---------- Material provided ----------
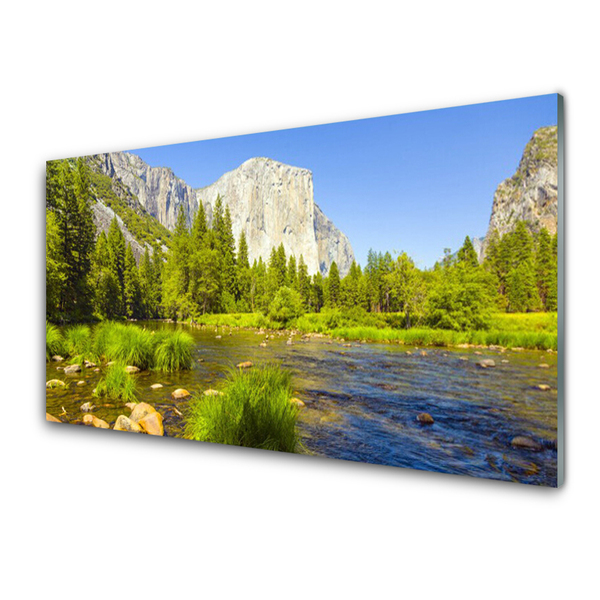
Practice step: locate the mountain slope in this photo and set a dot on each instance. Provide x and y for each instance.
(271, 202)
(531, 194)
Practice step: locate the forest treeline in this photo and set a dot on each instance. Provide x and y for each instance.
(204, 270)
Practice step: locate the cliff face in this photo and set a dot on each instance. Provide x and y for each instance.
(531, 193)
(271, 202)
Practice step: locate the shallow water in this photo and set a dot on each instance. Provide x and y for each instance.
(362, 401)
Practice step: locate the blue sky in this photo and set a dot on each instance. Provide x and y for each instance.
(417, 182)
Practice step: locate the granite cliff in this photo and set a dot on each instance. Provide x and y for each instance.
(271, 202)
(531, 194)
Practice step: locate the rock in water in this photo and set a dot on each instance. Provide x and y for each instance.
(125, 424)
(152, 423)
(93, 421)
(486, 363)
(271, 202)
(522, 441)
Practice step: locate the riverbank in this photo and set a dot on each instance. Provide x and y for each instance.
(532, 331)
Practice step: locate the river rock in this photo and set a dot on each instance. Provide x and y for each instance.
(297, 402)
(55, 383)
(140, 411)
(486, 363)
(152, 423)
(527, 443)
(125, 424)
(94, 421)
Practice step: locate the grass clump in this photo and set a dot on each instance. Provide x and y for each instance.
(78, 343)
(117, 384)
(254, 411)
(173, 351)
(55, 343)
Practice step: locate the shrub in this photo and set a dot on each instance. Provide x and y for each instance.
(55, 344)
(286, 305)
(117, 385)
(173, 351)
(255, 411)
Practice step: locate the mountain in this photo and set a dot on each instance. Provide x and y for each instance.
(271, 202)
(531, 194)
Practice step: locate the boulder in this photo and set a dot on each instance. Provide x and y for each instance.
(527, 443)
(152, 423)
(140, 411)
(94, 421)
(425, 419)
(125, 424)
(55, 383)
(486, 363)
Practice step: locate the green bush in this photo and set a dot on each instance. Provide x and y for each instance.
(55, 343)
(173, 351)
(117, 384)
(255, 411)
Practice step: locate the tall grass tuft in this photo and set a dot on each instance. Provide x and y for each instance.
(255, 411)
(173, 351)
(130, 345)
(117, 384)
(55, 343)
(78, 342)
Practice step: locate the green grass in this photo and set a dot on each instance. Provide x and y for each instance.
(255, 411)
(117, 384)
(55, 343)
(78, 343)
(173, 351)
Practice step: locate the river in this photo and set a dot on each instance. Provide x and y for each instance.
(362, 400)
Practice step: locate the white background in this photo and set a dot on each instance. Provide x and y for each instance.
(86, 514)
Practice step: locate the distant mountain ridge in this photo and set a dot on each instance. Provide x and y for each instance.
(271, 202)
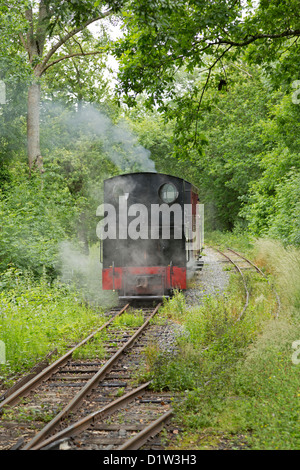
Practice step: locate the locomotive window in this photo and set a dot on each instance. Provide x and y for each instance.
(118, 192)
(168, 192)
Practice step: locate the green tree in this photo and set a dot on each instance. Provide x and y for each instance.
(41, 29)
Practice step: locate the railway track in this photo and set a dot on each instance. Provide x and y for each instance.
(89, 404)
(241, 264)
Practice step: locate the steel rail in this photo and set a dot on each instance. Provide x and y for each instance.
(92, 418)
(260, 271)
(92, 383)
(151, 430)
(52, 368)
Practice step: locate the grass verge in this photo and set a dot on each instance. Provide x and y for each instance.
(36, 317)
(239, 380)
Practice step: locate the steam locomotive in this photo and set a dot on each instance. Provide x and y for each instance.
(151, 234)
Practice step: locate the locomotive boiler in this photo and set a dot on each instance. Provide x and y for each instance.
(151, 234)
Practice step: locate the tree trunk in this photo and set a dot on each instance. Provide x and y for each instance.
(33, 128)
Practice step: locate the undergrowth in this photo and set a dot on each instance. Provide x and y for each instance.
(237, 381)
(38, 317)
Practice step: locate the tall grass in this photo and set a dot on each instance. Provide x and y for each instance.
(237, 378)
(36, 317)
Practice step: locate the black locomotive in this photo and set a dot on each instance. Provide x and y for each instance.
(152, 234)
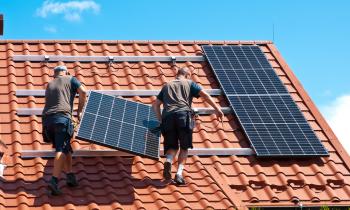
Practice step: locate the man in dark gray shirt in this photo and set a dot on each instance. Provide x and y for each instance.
(57, 122)
(177, 121)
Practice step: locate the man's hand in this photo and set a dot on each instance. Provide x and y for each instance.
(79, 114)
(219, 115)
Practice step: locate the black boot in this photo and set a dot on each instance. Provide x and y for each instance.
(71, 180)
(53, 187)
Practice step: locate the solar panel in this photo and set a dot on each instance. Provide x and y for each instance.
(272, 121)
(120, 124)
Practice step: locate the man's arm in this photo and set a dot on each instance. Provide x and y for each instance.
(210, 101)
(82, 100)
(156, 107)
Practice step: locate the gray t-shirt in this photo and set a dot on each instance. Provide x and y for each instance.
(59, 95)
(177, 95)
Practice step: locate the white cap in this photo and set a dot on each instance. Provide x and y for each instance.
(60, 68)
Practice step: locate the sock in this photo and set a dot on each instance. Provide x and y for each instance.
(54, 179)
(169, 158)
(180, 169)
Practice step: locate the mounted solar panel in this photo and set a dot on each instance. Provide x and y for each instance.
(270, 118)
(120, 124)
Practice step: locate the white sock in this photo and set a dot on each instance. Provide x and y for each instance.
(169, 158)
(180, 169)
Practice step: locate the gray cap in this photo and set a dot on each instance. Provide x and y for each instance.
(60, 68)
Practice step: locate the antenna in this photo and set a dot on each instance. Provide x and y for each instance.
(273, 32)
(1, 24)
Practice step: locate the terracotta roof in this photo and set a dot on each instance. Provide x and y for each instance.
(134, 182)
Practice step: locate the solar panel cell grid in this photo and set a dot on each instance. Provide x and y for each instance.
(270, 118)
(120, 124)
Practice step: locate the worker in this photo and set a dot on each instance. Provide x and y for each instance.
(58, 123)
(177, 119)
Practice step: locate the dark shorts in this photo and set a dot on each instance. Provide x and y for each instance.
(176, 131)
(60, 135)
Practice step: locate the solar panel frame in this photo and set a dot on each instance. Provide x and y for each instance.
(102, 126)
(266, 110)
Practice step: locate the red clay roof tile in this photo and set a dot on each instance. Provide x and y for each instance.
(122, 182)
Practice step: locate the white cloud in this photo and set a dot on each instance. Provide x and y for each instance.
(71, 10)
(338, 116)
(50, 29)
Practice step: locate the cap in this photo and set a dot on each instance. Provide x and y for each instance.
(60, 68)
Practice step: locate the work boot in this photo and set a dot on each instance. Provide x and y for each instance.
(179, 180)
(167, 171)
(71, 180)
(53, 187)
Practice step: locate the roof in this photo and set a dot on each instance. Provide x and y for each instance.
(219, 182)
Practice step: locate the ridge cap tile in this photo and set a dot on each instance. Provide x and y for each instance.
(134, 182)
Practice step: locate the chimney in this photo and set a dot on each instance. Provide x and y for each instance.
(1, 24)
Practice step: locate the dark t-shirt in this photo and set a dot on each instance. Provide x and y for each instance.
(59, 97)
(177, 95)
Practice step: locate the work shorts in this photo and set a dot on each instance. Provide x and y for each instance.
(60, 135)
(177, 131)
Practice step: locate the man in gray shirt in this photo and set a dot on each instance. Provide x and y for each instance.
(177, 121)
(57, 122)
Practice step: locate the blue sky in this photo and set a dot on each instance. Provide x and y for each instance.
(311, 35)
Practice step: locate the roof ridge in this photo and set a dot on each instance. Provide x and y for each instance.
(137, 41)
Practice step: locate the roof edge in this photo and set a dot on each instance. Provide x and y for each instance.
(261, 42)
(311, 105)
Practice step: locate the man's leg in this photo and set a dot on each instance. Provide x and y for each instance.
(59, 132)
(185, 139)
(169, 157)
(71, 180)
(181, 165)
(170, 145)
(68, 163)
(57, 168)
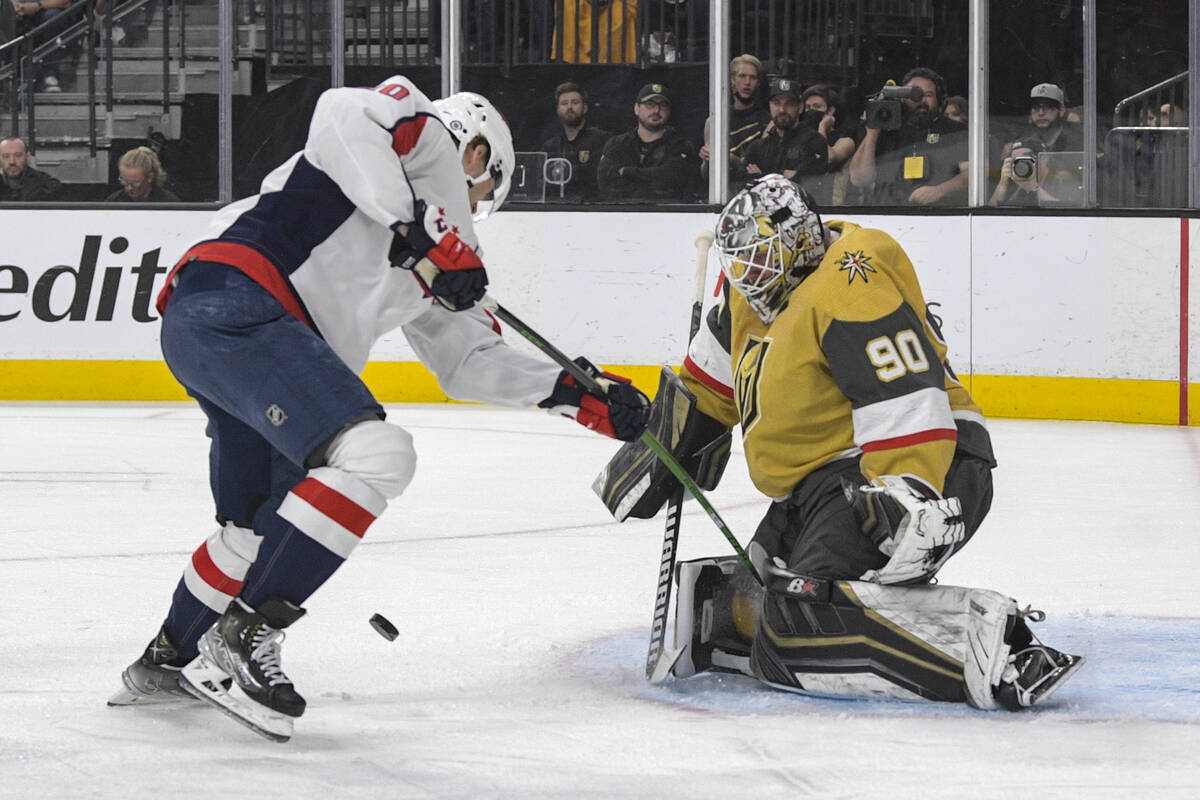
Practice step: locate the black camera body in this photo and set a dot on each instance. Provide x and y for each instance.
(1024, 167)
(883, 110)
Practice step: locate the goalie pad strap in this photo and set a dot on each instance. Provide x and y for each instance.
(636, 483)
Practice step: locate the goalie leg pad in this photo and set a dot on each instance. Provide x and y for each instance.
(636, 483)
(852, 638)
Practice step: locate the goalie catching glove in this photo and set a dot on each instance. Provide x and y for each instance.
(911, 523)
(444, 264)
(636, 483)
(621, 414)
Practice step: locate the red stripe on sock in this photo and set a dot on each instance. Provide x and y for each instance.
(335, 505)
(211, 573)
(912, 439)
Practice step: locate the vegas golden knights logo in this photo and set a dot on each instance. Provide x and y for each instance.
(747, 379)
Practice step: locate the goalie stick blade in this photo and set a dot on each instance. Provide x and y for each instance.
(665, 665)
(207, 681)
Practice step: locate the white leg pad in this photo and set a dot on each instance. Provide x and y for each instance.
(378, 453)
(966, 624)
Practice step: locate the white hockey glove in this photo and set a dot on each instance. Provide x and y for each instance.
(444, 264)
(911, 523)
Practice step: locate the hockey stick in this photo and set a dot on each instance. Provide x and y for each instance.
(592, 386)
(659, 661)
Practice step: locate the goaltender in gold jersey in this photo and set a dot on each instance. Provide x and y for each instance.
(826, 354)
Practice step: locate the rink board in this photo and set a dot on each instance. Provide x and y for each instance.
(1047, 317)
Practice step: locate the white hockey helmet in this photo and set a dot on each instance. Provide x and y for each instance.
(468, 115)
(769, 238)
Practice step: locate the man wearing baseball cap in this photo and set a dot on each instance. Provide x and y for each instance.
(792, 146)
(653, 162)
(1048, 119)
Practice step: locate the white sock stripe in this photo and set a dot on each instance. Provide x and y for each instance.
(318, 527)
(352, 487)
(225, 558)
(215, 600)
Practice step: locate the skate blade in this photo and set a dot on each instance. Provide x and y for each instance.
(125, 697)
(130, 695)
(207, 681)
(1051, 686)
(665, 665)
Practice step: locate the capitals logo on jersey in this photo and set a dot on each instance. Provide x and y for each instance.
(857, 264)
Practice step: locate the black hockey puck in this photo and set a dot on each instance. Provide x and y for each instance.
(384, 627)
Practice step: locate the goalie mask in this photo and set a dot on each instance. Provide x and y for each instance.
(769, 238)
(469, 115)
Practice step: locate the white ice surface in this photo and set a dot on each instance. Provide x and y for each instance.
(523, 614)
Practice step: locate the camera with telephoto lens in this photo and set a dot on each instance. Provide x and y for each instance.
(883, 112)
(1025, 167)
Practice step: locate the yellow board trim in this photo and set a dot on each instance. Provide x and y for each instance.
(409, 382)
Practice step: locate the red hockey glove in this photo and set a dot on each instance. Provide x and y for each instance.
(622, 415)
(444, 264)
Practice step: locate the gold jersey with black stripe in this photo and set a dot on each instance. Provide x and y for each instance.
(853, 365)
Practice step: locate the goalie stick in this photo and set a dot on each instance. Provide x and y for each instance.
(659, 661)
(593, 388)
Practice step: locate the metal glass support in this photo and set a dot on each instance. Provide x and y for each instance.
(225, 102)
(337, 43)
(719, 101)
(977, 91)
(451, 49)
(1090, 84)
(1193, 106)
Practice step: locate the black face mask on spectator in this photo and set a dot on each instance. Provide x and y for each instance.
(811, 119)
(919, 118)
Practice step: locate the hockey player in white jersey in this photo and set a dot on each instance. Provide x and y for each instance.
(268, 323)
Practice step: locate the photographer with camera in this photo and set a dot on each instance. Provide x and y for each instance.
(1020, 178)
(792, 145)
(912, 152)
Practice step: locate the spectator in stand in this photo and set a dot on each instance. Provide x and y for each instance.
(957, 108)
(841, 137)
(748, 112)
(792, 146)
(1019, 187)
(653, 161)
(22, 182)
(579, 142)
(924, 161)
(30, 16)
(1048, 120)
(142, 179)
(1171, 115)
----------
To do ->
Beginning with the line that has "Practice step: locate the yellow", set down each line through the last one above, exactly, and nothing else.

Exercise output ->
Practice step: locate the yellow board trim in this photo and set a dot on each instance. Provide x and y for each instance.
(409, 382)
Practice step: locate the red hockey glove in this photo and set a dot on each instance. Provide x and y for each instance.
(622, 415)
(444, 264)
Practice step: locate the gold jersey with black stripe in this photo and set a dot on each instance. Provide x and y for each instance.
(853, 365)
Practice step: locate the goalie stick in this photo and set a dot on each instance. Provide x and y for each instance.
(659, 661)
(593, 388)
Practice step: locate the metal glass support in this photo and set a dot on each instance. Provide x and y for each instance.
(225, 102)
(337, 43)
(719, 101)
(977, 91)
(451, 49)
(1090, 84)
(1193, 106)
Practice step: locate the black face mask on spectator in this photo and set a dot on each instance. Provide x and y for each instance.
(811, 119)
(919, 118)
Practice step: locate the hockey player in white jersey in this photo and set a dot on each instance. Provide x and y for each instance.
(268, 323)
Practice step: locate the photographer with camera in this photo and set a dot on each instance. Provide x and y for each instance.
(1020, 178)
(792, 145)
(912, 152)
Practice step: locate the spectator in stand in this photo and set a dot on each instance. Provide x and y for each instance.
(957, 108)
(841, 137)
(748, 112)
(792, 146)
(1019, 187)
(653, 161)
(22, 182)
(579, 142)
(924, 161)
(30, 16)
(1048, 120)
(142, 179)
(1171, 115)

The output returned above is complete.